Dear MetaPhlAn Developers and Community,
First, thank you for developing and maintaining MetaPhlAn4; it has been incredibly useful for our research.
I have recently been using MetaPhlAn4 for the taxonomic profiling of our metagenomic cohorts and have identified several specific SGBs (including uncharacterized uSGBs) that show potential as diagnostic biomarkers for a specific disease. To move forward with clinical validation, I am planning to develop qPCR assays to specifically detect and quantify these target SGBs.
Since these are SGBs, I am looking into using the MetaPhlAn4 marker database (mpa_vOct22_CHOCOPhlAnSGB_202212_SGB.fna.bz2) as the source for my target sequences. I have a few questions regarding the best practices for this approach:
1. Suitability of the .fna database: Can I directly extract the sequences associated with my target SGBs from the mpa_vOct22_CHOCOPhlAnSGB_202212_SGB.fna.bz2 file to design my qPCR primers?
2. Nature of the sequences: Do the nucleotide sequences in this .fna file represent actual genomic contigs/fragments of the corresponding SGBs from which they were derived, or are there any artificial concatenations I should be aware of before running them through primer design software like Primer3?
3. Marker selection strategy: For any given SGB in the database, there are often hundreds of associated marker sequences (typically labeled with UniRef90 or UNK identifiers). Since a multiplex qPCR assay only requires 1 to 2 highly specific targets per species, what would be your recommended strategy to select the most robust and specific marker(s) out of these hundreds? Are there specific criteria (e.g., sequence length, coreness, lack of horizontal gene transfer risk) that I should prioritize to ensure the qPCR assay mimics the specificity of the MetaPhlAn4 algorithm?
Any guidance, insights, or recommended pipelines for translating MetaPhlAn4 SGB markers into wet-lab qPCR targets would be highly appreciated.
Thank you very much for your time and assistance!

**RECORDS**.
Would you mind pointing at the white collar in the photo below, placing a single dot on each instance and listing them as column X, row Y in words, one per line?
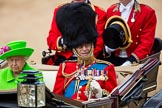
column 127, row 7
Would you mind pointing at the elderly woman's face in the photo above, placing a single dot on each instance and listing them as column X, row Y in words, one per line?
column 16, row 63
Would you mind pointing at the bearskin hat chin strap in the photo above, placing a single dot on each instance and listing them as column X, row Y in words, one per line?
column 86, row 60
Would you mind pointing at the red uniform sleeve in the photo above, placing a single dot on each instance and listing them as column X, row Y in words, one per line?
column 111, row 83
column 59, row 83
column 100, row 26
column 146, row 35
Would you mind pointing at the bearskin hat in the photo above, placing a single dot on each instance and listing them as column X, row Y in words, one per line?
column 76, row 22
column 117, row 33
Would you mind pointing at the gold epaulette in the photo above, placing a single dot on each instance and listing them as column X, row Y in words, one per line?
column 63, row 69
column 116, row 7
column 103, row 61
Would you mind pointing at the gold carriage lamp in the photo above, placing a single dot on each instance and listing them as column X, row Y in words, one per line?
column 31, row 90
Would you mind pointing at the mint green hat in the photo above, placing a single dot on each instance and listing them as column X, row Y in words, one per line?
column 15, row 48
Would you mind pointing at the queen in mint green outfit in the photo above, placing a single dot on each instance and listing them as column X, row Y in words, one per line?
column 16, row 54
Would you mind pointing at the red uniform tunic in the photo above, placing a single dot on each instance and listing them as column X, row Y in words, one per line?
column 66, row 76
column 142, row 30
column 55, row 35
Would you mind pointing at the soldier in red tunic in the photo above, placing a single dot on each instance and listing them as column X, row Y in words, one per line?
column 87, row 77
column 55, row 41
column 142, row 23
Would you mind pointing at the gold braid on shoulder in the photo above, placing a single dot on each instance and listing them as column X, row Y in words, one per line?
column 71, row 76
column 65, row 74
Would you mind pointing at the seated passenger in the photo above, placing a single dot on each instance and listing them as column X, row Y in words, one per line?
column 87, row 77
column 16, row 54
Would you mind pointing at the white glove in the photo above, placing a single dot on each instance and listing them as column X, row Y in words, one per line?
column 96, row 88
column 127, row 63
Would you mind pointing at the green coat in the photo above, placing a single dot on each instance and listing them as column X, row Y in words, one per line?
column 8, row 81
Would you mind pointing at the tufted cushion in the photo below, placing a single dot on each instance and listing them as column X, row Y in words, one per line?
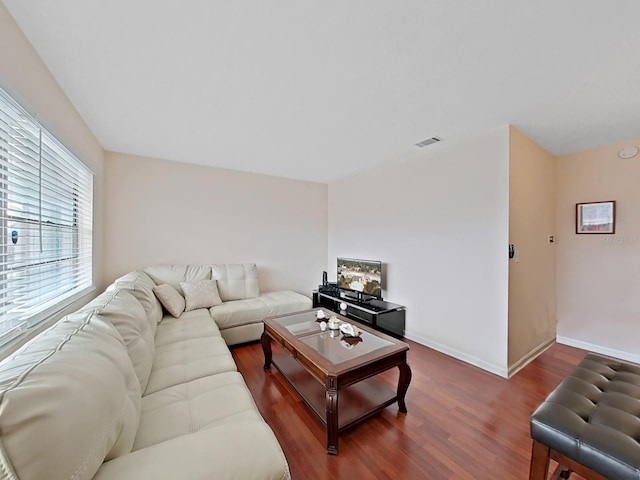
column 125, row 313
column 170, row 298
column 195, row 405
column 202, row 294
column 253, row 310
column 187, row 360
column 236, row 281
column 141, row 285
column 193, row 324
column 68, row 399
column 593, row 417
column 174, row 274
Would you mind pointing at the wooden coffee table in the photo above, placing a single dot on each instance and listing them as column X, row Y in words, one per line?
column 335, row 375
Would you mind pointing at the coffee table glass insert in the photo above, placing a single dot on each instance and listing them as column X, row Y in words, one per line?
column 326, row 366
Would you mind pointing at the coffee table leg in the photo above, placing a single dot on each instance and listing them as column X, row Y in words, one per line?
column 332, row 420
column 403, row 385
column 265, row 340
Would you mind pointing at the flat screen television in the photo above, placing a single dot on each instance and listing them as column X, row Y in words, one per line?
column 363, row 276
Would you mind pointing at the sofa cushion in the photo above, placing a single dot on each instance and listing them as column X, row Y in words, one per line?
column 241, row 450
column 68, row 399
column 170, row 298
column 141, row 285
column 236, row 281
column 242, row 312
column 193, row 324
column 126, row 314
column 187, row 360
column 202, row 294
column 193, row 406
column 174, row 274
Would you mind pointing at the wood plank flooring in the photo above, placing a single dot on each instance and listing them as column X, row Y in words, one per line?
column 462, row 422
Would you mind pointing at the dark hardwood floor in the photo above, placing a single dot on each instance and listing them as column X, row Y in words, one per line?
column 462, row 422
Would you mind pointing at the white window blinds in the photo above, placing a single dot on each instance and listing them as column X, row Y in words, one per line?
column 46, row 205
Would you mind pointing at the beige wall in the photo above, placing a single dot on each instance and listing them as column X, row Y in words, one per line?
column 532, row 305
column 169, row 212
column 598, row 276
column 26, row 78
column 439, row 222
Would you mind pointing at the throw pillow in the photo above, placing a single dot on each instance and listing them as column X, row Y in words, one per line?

**ASSIGNED TASK 1**.
Answer these questions from the MetaPhlAn4 post.
(a) What kind of assay does the writer plan to develop for clinical validation?
(b) What is the file name of the MetaPhlAn4 marker database the writer mentions?
(c) Which primer design software does the post name?
**ASSIGNED TASK 2**. Rewrite the MetaPhlAn4 post starting at "Since these are" and ending at "software like Primer3?", changing "Primer3" to "Primer-BLAST".

**RESPONSE AREA 1**.
(a) qPCR assays to specifically detect and quantify the target SGBs.
(b) mpa_vOct22_CHOCOPhlAnSGB_202212_SGB.fna.bz2
(c) Primer3.

**RESPONSE AREA 2**.
Since these are SGBs, I am looking into using the MetaPhlAn4 marker database (mpa_vOct22_CHOCOPhlAnSGB_202212_SGB.fna.bz2) as the source for my target sequences. I have a few questions regarding the best practices for this approach:
1. Suitability of the .fna database: Can I directly extract the sequences associated with my target SGBs from the mpa_vOct22_CHOCOPhlAnSGB_202212_SGB.fna.bz2 file to design my qPCR primers?
2. Nature of the sequences: Do the nucleotide sequences in this .fna file represent actual genomic contigs/fragments of the corresponding SGBs from which they were derived, or are there any artificial concatenations I should be aware of before running them through primer design software like Primer-BLAST?